Work to be completed — In the article below about the holistic health center in Camden, why did Burke tell Farmer not to be alarmed if her urine turned very dark after her first treatment? Please answer in one to three sentences.

Text excerpt —

○ ○ ○ ○ ○ ○ ○

Center For Holistic Medicine
Center provides holistic health for inner-city communityPatricia Lefevere By age 47, Jean Farmer already took medications for high blood pressure, was diagnosed as pre-diabetic and wore a patch to help alleviate her menopause symptoms. Besides raising a teenage son as a single mother, she ran a daycare center in her home and worked as a home health aid.
Stress stalked her as it has many of the residents of Camden, one of America's poorest and most blighted cities. When Farmer read about a "free reflexology treatment" in a community newsletter, she was curious. "I knew what free meant; I had no idea what reflexology was about."
Farmer met with Betty Burke, a massage practitioner with Camden Wellness, a ministry of the Philadelphia-based Medical Mission Sisters. Burke told Farmer about the ancient healing art that is based on the understanding that there are reflex areas in the feet that correspond to all systems, organs and glands in the body. When pressure and stimulation are applied to these areas, they relieve disorders in the body, helping it come into balance.
During her first treatment in November 2001, Burke asked Farmer if she drank much water. Farmer did not. Burke suggested she drink plenty of water and relax after the foot massage. She also told her not to be alarmed if her urine was very dark in the next few days.
Had Burke not alerted her of this, Farmer said she would have dialed 911 when her body began to release its stored toxins. Farmer continued weekly treatments with Burke. Soon she felt better, and--at Burke's suggestion--returned to school in January 2002, beginning courses in massage therapy.
A month later Farmer reported "another profound experience with reflexology." Burke asked her if she had any intestinal problems. When Farmer said, "No," Burke advised her to see a specialist. Soon after doctors found and removed six cancerous polyps from Farmer's intestines during a colonoscopy.

○ ○ ○ ○ ○ ○ ○

Material shown —
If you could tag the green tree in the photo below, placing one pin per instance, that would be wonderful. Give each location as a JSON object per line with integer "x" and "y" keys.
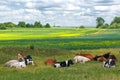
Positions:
{"x": 116, "y": 20}
{"x": 82, "y": 26}
{"x": 47, "y": 25}
{"x": 9, "y": 24}
{"x": 22, "y": 24}
{"x": 2, "y": 26}
{"x": 28, "y": 25}
{"x": 37, "y": 24}
{"x": 100, "y": 22}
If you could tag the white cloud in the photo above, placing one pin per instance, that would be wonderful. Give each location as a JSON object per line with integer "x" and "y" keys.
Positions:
{"x": 59, "y": 12}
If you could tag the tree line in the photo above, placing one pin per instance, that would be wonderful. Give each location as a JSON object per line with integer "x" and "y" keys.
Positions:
{"x": 22, "y": 24}
{"x": 115, "y": 23}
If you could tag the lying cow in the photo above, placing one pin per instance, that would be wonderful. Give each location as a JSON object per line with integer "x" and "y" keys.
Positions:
{"x": 16, "y": 64}
{"x": 50, "y": 62}
{"x": 66, "y": 63}
{"x": 28, "y": 60}
{"x": 110, "y": 63}
{"x": 81, "y": 59}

○ ○ ○ ○ ○ ○ ○

Reply to the exercise — After the treatment, Farmer's body would begin releasing its stored toxins, which could make her urine very dark over the next few days. Farmer said that without Burke's warning she would have dialed 911 when that happened.